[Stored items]

□ □ □ □

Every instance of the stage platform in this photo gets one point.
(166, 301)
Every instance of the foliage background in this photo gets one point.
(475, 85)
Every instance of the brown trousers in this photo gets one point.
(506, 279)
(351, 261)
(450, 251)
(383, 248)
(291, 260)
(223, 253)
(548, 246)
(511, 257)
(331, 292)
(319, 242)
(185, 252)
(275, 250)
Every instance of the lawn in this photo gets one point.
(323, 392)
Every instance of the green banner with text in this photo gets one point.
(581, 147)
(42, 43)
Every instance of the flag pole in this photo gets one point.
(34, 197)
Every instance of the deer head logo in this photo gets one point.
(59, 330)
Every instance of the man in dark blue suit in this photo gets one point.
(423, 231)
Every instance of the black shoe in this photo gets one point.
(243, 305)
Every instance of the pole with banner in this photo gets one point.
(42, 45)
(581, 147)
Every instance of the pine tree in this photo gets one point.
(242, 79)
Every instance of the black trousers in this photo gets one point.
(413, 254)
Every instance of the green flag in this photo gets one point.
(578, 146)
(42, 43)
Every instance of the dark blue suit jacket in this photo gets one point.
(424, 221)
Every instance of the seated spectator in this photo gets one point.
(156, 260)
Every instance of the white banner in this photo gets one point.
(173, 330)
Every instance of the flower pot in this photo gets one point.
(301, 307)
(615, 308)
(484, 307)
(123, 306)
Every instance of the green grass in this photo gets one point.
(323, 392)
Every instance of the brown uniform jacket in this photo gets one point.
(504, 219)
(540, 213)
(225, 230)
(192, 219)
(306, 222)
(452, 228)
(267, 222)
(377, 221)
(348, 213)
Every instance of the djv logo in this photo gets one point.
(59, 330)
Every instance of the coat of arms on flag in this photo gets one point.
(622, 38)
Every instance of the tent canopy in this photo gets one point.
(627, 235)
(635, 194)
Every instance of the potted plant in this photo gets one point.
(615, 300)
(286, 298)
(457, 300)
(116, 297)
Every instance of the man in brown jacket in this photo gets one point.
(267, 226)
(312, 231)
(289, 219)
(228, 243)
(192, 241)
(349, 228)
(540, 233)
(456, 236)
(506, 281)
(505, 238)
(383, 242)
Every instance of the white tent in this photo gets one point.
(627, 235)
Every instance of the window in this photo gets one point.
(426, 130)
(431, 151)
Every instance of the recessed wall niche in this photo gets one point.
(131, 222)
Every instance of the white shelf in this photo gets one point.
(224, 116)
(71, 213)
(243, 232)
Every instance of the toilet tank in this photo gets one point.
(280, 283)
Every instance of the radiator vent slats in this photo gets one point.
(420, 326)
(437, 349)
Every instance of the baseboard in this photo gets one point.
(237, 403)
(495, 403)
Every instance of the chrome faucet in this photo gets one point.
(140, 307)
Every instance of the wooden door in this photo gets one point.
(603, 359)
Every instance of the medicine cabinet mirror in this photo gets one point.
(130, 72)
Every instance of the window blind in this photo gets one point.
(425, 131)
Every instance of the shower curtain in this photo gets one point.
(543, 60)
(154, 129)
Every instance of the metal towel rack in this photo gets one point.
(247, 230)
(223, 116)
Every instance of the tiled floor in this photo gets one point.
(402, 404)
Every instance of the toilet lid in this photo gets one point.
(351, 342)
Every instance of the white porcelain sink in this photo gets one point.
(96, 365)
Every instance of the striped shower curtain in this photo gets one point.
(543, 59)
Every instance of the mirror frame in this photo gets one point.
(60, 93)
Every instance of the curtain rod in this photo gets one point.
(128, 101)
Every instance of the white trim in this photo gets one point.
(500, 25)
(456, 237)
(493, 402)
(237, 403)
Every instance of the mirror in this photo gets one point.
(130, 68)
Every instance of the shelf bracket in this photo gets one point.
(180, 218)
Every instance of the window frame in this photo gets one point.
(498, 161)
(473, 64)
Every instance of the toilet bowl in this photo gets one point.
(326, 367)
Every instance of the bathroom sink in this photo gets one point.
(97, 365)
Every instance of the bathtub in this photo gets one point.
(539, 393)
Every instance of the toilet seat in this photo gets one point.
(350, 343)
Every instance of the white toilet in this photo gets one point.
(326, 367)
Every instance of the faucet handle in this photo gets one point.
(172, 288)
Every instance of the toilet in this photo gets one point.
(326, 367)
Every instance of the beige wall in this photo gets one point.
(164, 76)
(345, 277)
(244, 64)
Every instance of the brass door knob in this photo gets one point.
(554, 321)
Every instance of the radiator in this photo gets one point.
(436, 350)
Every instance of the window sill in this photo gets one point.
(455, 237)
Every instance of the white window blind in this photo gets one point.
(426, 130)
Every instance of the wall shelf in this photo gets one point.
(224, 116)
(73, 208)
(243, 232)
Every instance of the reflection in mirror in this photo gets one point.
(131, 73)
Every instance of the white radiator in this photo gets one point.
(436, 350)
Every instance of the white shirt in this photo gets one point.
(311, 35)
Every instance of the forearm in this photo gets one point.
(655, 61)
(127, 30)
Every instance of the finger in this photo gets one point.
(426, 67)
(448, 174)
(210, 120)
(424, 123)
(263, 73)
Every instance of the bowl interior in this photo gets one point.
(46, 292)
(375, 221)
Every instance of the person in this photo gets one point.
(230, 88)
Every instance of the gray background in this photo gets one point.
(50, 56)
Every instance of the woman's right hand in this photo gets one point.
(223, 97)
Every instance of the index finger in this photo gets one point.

□ □ □ □

Required work:
Each entry in the data must be copied exactly.

Result of this exercise:
Every instance of the stage platform in this photo gets one point.
(166, 301)
Every instance of the foliage background in this photo gets one point.
(475, 85)
Every instance of the brown trousers in this photo gets one point.
(506, 279)
(351, 261)
(450, 251)
(383, 248)
(291, 260)
(223, 253)
(548, 246)
(511, 257)
(331, 292)
(319, 242)
(185, 252)
(275, 250)
Every instance of the lawn in this photo gets one point.
(323, 392)
Every instance of the green banner with text in this photo gets one point.
(581, 147)
(42, 43)
Every instance of the flag pole in this photo gets one point.
(34, 197)
Every instance of the deer head logo in this photo gets one point.
(59, 330)
Every instance of the man in dark blue suit in this photo gets one point.
(423, 231)
Every instance of the black shoe in this photo gets one point.
(243, 305)
Every instance of the pole with banner in this photo gets one point.
(42, 45)
(581, 147)
Every instance of the pine tree in this photo gets one point.
(242, 79)
Every instance of the black trousers in this photo gets one point.
(413, 254)
Every instance of the green flag in this photo gets one point.
(578, 146)
(42, 43)
Every instance of the dark blue suit jacket in this photo gets one point.
(424, 221)
Every instance of the seated spectator in this photo gets one point.
(156, 260)
Every instance of the white banner in this photo gets one point.
(173, 330)
Every instance of the flower pot in this photo gets one point.
(301, 307)
(615, 308)
(484, 307)
(123, 306)
Every instance of the green grass in this photo gets one point.
(323, 392)
Every instance of the brown uniform jacket in this photo gets one point.
(504, 219)
(540, 213)
(225, 230)
(192, 219)
(306, 222)
(452, 228)
(267, 222)
(377, 221)
(348, 213)
Every instance of the djv logo in this photo gets one point.
(59, 330)
Every instance of the coat of arms on flag in this photo gets one point.
(622, 38)
Every instance of the tent canopy in this photo gets one point.
(627, 235)
(635, 194)
Every instance of the potted plant in this photo gets one point.
(615, 300)
(286, 298)
(457, 300)
(116, 297)
Every instance of the man in brown jacket in this photo gets one point.
(267, 226)
(312, 231)
(289, 219)
(228, 243)
(192, 241)
(349, 228)
(540, 233)
(456, 236)
(506, 281)
(505, 238)
(383, 242)
Every instance of the white tent in this photo gets one point.
(627, 235)
Every instance of the window in this photo gets one point.
(426, 130)
(431, 151)
Every instance of the recessed wall niche in this photo gets one point.
(131, 222)
Every instance of the white shelf in this photo gets one point.
(224, 116)
(71, 213)
(243, 232)
Every instance of the toilet tank in this photo gets one point.
(280, 283)
Every instance of the radiator vent slats in this photo gets one point.
(420, 326)
(437, 349)
Every instance of the baseboard in this photo gets one point.
(237, 403)
(495, 403)
Every instance of the chrome faucet in this photo gets one point.
(140, 307)
Every instance of the wooden door in this photo gets one point.
(603, 359)
Every instance of the medicine cabinet mirror in this photo gets one point.
(130, 72)
Every instance of the window blind in this photo gets one point.
(425, 131)
Every instance of the shower curtain in this photo gets one point.
(543, 60)
(154, 129)
Every instance of the metal towel rack in this photo gets one point.
(247, 230)
(223, 116)
Every instance of the tiled floor in this photo gets one point.
(402, 404)
Every instance of the toilet lid in this photo gets one point.
(351, 342)
Every instance of the white porcelain sink in this photo gets one point.
(96, 365)
Every instance of the striped shower curtain in this photo gets one point.
(543, 59)
Every instance of the mirror frame in this photo gets one point.
(60, 93)
Every instance of the curtain rod in this photo gets one point.
(128, 101)
Every instance of the white trim in this photo gets one point.
(500, 25)
(456, 237)
(493, 402)
(237, 403)
Every instance of the mirror in this photo gets one point.
(130, 68)
Every instance of the shelf bracket in this photo gets one point.
(180, 218)
Every instance of the window frame in this photo gets one point.
(498, 161)
(473, 64)
Every instance of the toilet bowl in this photo gets one point.
(326, 367)
Every instance of the bathroom sink in this photo gets one point.
(97, 365)
Every instance of the bathtub in this photo gets one point.
(539, 393)
Every instance of the toilet seat in this photo gets one point.
(350, 343)
Every instance of the white toilet in this photo gets one point.
(326, 367)
Every instance of the faucet handle in this photo gets one point.
(172, 288)
Every instance of the toilet in this photo gets one point.
(326, 367)
Every instance of the beige wall in this photo gets one point.
(164, 76)
(345, 277)
(244, 64)
Every instance of the brass door knob in this photo gets one point.
(554, 321)
Every instance of the radiator in this photo gets one point.
(436, 350)
Every instance of the window sill in this photo gets one point.
(455, 237)
Every instance of the white window blind in this photo gets one point.
(426, 130)
Every instance of the wall shelf in this photo gets one point.
(224, 116)
(73, 208)
(243, 232)
Every instance of the reflection in mirror in this photo gets one point.
(131, 73)
Every instance of the white radiator in this photo gets one point.
(436, 350)
Every instance of the white shirt in this photo gets one point.
(311, 35)
Every instance of the forearm in this photo gets one point.
(655, 61)
(127, 30)
Every instance of the finger in this photo gets one point.
(426, 67)
(448, 174)
(210, 120)
(424, 123)
(263, 73)
Every instance of the bowl interior in this photo gets one point.
(46, 292)
(375, 221)
Every instance of the person in this photo gets one point.
(230, 88)
Every instance of the gray background in this photo gets one point.
(50, 56)
Every instance of the woman's right hand in this photo gets one point.
(223, 97)
Every instance of the index finger in this photo gets one point.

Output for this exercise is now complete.